■ **Given exercise a**: Replace "climbing shoe" with "rock shoe" in the entries from the line with "of the climbing" up to and including the line with "163 106 L 162". Give back only those lines with nothing else changed, and leave out the pictures.

10.2.3. Phase 3: Route Dissemination
The Phase 3 decision function MUST be invoked upon completion of
Phase 2 if Phase 2 results in changes to the Loc-TRIB or when a new
LS-to-LS peer session is established.
The Phase 3 function is a separate process that is completed when it
has no further work to do. The Phase 3 routing decision function
MUST be blocked from running while the Phase 2 decision function is
in process.
All routes in the Loc-TRIB shall be processed into a corresponding
entry in the associated Adj-TRIBs-Out. Route aggregation and
information reduction techniques (see 10.3.4) MAY optionally be
applied.
When the updating of the Adj-TRIBs-Out is complete, the local LS MUST
run the external update process of 10.3.2.
10.2.4. Overlapping Routes
When overlapping routes are present in the same Adj-TRIB-In, the more
specific route shall take precedence, in order, from most specific to
least specific.
The set of destinations described by the overlap represents a portion
of the less specific route that is feasible, but is not currently in
use. If a more specific route is later withdrawn, the set of
destinations described by the more specific route will still be
reachable using the less specific route.
If an LS receives overlapping routes, the Decision Process MUST take
into account the semantics of the overlapping routes. In particular,
if an LS accepts the less specific route while rejecting the more
specific route from the same peer, then the destinations represented
by the overlap may not forward along the domains listed in the
AdvertisementPath attribute of that route. Therefore, an LS has the
following choices:
1. Install both the less and the more specific routes
2. Install the more specific route only
3. Install the non-overlapping part of the less specific route
only (that implies disaggregation of the less-specific route)
4. Aggregate the two routes and install the aggregated route
5. Install the less specific route only
6. Install neither route
If an LS chooses 5), then it SHOULD add AtomicAggregate attribute to
the route. A route that carries AtomicAggregate attribute MUST NOT
be de-aggregated. That is, the route cannot be made more specific.
Forwarding along such a route does not guarantee that route traverses
only domains listed in the RoutedPath of the route. If an LS chooses
1), then it MUST NOT advertise the less specific route without the
more specific route.
10.3. Update-Send Process
The Update-Send process is responsible for advertising UPDATE
messages to all peers. For example, it distributes the routes chosen
by the Decision Process to other LSs that may be located in either
the same ITAD or a neighboring ITAD. Rules for information exchange
between peer LSs located in different ITADs are given in 10.3.2;
rules for information exchange between peer LSs located in the same
ITAD are given in 10.3.1.
Before forwarding routes to peers, an LS MUST determine which
attributes should be forwarded along with that route. If a not
well-known non-transitive attribute is unrecognized, it is quietly
ignored. If a not well-known dependent-transitive attribute is
unrecognized, and the NextHopServer attribute has been changed by the
LS, the unrecognized attribute is quietly ignored. If a not well-
known dependent-transitive attribute is unrecognized, and the
NextHopServer attribute has not been modified by the LS, the Partial
bit in the attribute flags octet is set to 1, and the attribute is
retained for propagation to other TRIP speakers. Similarly, if an
not well-known independent-transitive attribute is unrecognized, the
Partial bit in the attribute flags octet is set to 1, and the
attribute is retained for propagation to other TRIP speakers.

■ **Supplied material**:
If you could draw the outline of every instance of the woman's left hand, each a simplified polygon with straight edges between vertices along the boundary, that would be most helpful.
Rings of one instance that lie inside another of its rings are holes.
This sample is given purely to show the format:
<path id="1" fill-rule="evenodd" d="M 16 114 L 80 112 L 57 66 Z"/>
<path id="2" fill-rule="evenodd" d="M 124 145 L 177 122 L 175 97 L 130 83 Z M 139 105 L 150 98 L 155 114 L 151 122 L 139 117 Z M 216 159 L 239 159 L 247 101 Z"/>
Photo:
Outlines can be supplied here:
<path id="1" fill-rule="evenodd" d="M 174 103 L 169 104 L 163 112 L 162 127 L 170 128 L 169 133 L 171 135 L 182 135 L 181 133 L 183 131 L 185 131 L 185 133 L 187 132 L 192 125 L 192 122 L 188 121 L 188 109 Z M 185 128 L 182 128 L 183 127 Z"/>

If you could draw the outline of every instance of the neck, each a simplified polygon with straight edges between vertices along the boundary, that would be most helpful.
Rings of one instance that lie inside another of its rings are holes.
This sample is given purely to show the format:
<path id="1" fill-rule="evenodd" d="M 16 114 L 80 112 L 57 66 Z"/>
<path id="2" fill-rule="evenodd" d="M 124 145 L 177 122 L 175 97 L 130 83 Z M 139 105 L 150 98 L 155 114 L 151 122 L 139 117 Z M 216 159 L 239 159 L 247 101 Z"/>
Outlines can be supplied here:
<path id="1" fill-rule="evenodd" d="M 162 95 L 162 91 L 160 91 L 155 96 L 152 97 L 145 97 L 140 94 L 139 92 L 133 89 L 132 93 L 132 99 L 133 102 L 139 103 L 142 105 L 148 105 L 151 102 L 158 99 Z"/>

==

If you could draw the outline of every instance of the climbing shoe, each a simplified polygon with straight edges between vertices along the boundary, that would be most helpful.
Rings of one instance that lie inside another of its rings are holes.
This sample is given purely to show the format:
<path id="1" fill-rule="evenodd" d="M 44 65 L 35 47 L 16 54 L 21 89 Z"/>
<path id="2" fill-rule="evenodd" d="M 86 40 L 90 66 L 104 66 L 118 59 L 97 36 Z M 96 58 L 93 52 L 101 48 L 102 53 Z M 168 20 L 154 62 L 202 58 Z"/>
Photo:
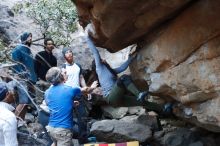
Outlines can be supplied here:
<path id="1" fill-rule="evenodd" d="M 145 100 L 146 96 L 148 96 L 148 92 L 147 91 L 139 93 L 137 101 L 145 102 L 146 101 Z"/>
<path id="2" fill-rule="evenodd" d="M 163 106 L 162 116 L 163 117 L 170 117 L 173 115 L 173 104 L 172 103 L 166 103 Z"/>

■ **Given exercise b**: Print the passage of the route dissemination text from "4. Aggregate the" up to and including "made more specific.", word for word.

■ **Exercise response a**:
If you could draw the outline of every instance of the rock shoe, each a simplified polygon with straight edges between vertices along the boundary, that would be most helpful.
Rings of one instance that lie inside another of its rings are holes.
This sample is given purely to show the format:
<path id="1" fill-rule="evenodd" d="M 44 65 L 35 47 L 16 54 L 21 89 Z"/>
<path id="2" fill-rule="evenodd" d="M 86 40 L 90 66 L 104 66 L 118 59 L 97 36 Z M 96 58 L 93 52 L 101 48 L 102 53 Z M 168 20 L 154 62 L 202 58 Z"/>
Photo:
Outlines can be supplied here:
<path id="1" fill-rule="evenodd" d="M 145 100 L 146 96 L 148 96 L 148 92 L 147 91 L 139 93 L 137 101 L 145 102 L 146 101 Z"/>
<path id="2" fill-rule="evenodd" d="M 163 106 L 162 116 L 163 117 L 170 117 L 173 115 L 173 104 L 172 103 L 166 103 Z"/>

■ **Exercise response b**:
4. Aggregate the two routes and install the aggregated route
5. Install the less specific route only
6. Install neither route
If an LS chooses 5), then it SHOULD add AtomicAggregate attribute to
the route. A route that carries AtomicAggregate attribute MUST NOT
be de-aggregated. That is, the route cannot be made more specific.